Do this: Please lay out as a numbered list everything in the records from the line containing "In the photo below, where exactly is the green" down to the line containing "(973, 332), (1029, 377)", with both of those lines included and blank lines dropped. Leave the pictures out of the answer.

Listed entries:
»»
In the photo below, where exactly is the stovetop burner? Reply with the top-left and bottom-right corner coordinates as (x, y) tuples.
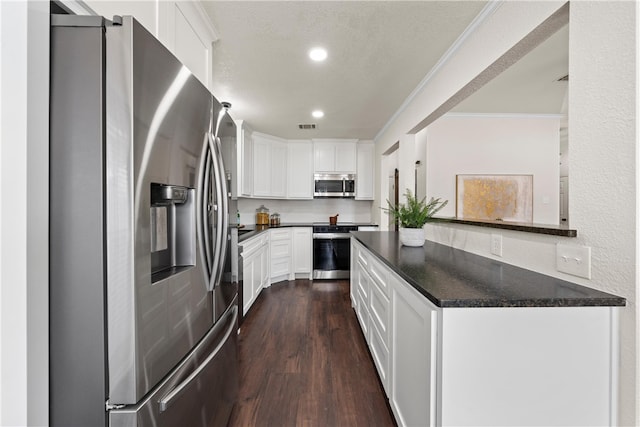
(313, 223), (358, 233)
««
»»
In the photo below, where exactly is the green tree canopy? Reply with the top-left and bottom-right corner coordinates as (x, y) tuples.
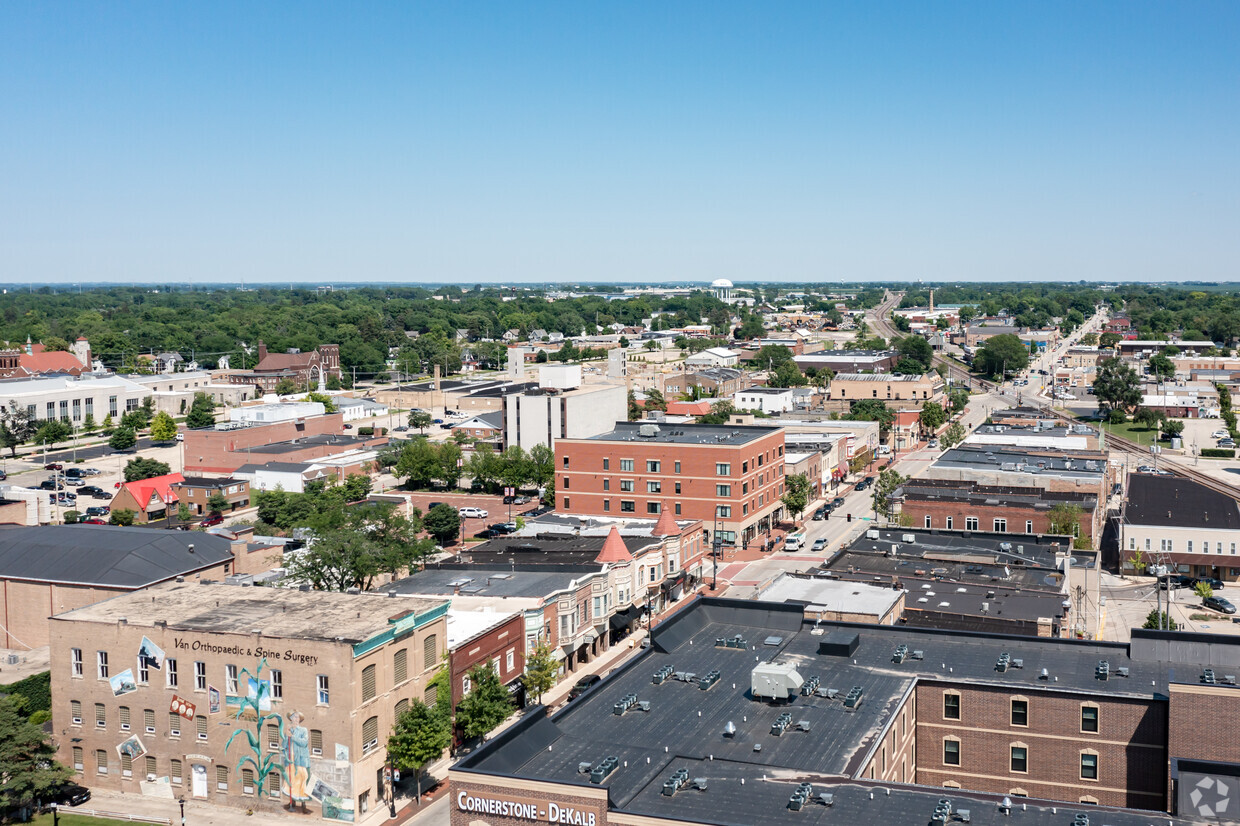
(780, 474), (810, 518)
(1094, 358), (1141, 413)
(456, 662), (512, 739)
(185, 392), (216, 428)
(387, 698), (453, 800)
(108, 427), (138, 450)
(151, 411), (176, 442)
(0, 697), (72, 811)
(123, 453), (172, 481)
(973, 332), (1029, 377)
««
»»
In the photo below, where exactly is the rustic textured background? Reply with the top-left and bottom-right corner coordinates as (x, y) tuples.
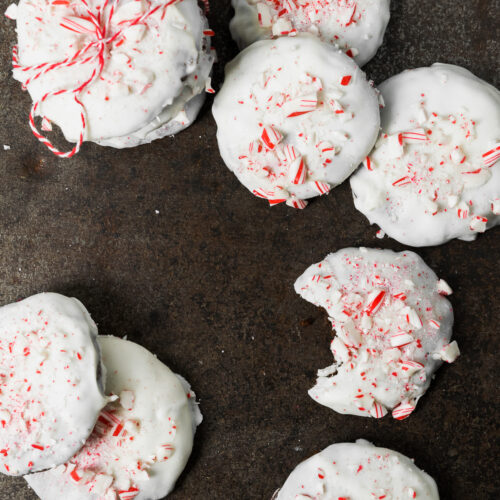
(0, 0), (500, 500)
««
Exercise response:
1. In the photo below, where exactly is the green tree canopy? Reply with the top-left and bottom-right corner coordinates as (x, y) tuples.
2. (780, 474), (810, 518)
3. (1094, 358), (1141, 413)
4. (456, 662), (512, 739)
5. (185, 392), (216, 428)
6. (387, 698), (453, 800)
7. (108, 427), (138, 450)
8. (151, 411), (176, 442)
9. (0, 697), (72, 811)
10. (123, 453), (172, 481)
11. (973, 332), (1029, 377)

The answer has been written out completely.